Exercise passage:

Weight Loss Tips From Mom Who Lost 180 Pounds

By the time she reached 300 pounds, Whitley Yates started to lose some of the feeling in her legs from the knees down — a frightening complication of diabetes.

The results of her A1C — a blood test that measures average blood sugar levels over the past three months — indicated Type 2 diabetes as well.

“I was really scared because all the men in my family have diabetes. My grandfather has had amputations because of diabetes,” Yates, 34, who lives in Indianapolis, Indiana, tells TODAY.com.

“I didn’t know if I could walk… I’m a single mother and I had to make a change, not just for me, but for (my daughter) as well, so that I could be around to raise her.”

So the political commentator set out to lose weight — a journey that would lead to big lifestyle changes, surgery and a new way of looking at food.

Yates now weighs 120 pounds, less than half of her highest weight. At 5 feet, 2 inches tall, she has a normal BMI and is no longer diabetic. She has feelings in her legs again, she says.

Here’s how Yates got her health back on track:

Weight gain:

Yates says she began gaining weight after giving birth to her daughter in 2015.

She also slipped into a depression after moving from Los Angeles back to Indianapolis, her hometown, to get distance from an abusive relationship.

“I began to just emotionally eat to cope with the circumstances of my changing situation,” Yates recalls. “It was really about portions. I was eating like two dinners a day — two really large meals.”

She might eat a 16-piece chicken wing meal, for example, and then dine on lamb chops later. There was lots of fast food from McDonald’s and Wendy’s. Yates never cooked, preferring to eat out every day.

As her weight rose, Yates developed sleep apnea and had to use a CPAP machine. She was out of breath and lethargic. There were no full-length mirrors in her home because she didn’t like the way she looked.

Referring expression grounding data:

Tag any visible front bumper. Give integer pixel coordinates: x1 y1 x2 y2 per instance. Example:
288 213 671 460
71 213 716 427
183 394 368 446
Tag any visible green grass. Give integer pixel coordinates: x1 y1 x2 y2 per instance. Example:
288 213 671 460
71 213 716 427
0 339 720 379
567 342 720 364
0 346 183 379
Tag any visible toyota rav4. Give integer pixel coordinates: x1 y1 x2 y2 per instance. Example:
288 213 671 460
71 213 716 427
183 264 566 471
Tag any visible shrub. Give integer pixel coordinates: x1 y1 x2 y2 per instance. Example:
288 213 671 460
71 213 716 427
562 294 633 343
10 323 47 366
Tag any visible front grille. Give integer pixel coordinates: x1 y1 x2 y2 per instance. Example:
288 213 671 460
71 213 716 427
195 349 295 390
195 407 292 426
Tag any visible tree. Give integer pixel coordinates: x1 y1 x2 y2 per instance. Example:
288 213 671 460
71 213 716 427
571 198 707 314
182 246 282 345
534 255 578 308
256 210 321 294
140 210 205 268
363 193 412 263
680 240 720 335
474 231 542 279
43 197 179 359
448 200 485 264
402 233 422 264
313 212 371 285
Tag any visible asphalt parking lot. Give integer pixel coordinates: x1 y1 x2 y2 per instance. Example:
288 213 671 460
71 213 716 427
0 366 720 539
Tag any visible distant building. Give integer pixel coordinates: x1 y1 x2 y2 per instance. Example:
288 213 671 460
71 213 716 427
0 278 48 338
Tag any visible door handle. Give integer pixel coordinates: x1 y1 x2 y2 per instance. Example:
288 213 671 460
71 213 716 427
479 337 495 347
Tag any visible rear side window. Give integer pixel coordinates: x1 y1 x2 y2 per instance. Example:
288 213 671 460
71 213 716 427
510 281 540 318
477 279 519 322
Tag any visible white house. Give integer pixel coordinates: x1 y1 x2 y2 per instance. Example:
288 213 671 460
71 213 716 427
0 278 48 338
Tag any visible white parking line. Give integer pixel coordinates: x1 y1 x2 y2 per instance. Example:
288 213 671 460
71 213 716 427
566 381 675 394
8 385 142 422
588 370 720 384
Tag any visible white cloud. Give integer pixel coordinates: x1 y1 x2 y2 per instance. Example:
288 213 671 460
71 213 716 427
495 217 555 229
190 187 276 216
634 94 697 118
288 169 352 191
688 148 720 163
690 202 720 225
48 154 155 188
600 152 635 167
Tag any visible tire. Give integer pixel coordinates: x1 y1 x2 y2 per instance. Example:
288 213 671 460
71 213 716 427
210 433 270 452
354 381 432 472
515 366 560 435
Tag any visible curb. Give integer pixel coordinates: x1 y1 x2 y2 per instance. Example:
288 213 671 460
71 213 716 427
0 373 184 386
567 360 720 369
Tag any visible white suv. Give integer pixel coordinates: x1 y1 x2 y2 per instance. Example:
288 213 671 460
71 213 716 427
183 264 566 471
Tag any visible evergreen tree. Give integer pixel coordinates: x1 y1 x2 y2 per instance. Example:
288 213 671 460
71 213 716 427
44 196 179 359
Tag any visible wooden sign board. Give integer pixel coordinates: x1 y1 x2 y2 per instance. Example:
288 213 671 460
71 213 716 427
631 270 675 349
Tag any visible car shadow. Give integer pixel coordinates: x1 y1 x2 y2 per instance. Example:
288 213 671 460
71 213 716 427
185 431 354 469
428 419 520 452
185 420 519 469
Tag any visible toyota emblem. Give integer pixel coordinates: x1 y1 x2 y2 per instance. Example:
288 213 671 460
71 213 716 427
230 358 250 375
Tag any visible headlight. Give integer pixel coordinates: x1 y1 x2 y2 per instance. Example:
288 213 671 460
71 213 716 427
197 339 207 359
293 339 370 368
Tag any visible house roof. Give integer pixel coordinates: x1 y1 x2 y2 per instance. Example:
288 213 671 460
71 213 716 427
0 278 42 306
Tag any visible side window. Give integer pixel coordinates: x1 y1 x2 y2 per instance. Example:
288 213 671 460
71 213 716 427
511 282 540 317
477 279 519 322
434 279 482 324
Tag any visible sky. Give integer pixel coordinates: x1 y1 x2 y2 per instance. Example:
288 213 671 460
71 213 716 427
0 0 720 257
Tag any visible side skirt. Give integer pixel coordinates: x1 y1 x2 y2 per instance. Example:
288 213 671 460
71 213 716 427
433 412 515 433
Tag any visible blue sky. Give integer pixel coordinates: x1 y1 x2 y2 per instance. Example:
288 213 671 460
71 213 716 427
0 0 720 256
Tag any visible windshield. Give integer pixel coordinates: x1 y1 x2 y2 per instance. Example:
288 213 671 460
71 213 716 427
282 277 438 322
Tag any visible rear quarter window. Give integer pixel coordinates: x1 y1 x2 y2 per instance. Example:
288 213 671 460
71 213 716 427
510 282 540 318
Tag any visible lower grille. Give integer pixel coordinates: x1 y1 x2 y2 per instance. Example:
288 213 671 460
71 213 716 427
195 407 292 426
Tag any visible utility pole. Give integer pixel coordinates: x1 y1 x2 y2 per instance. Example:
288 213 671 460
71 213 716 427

List of tasks:
1 – Using the weight-loss article above, decide whether each statement agrees with it. Answer yes or no for each, and quote the words from the article that settle it.
(a) Yates started gaining weight after her daughter was born in 2015.
(b) Yates cooked most of her own meals at home.
(c) Yates moved from Indianapolis to Los Angeles to get away from an abusive relationship.
2 – According to the weight-loss article, what did Yates have to use after she developed sleep apnea?

Responses in order:
1 –
(a) Yes: "Yates says she began gaining weight after giving birth to her daughter in 2015."
(b) No: "Yates never cooked, preferring to eat out every day."
(c) No: "after moving from Los Angeles back to Indianapolis, her hometown, to get distance from an abusive relationship."

2 – A CPAP machine.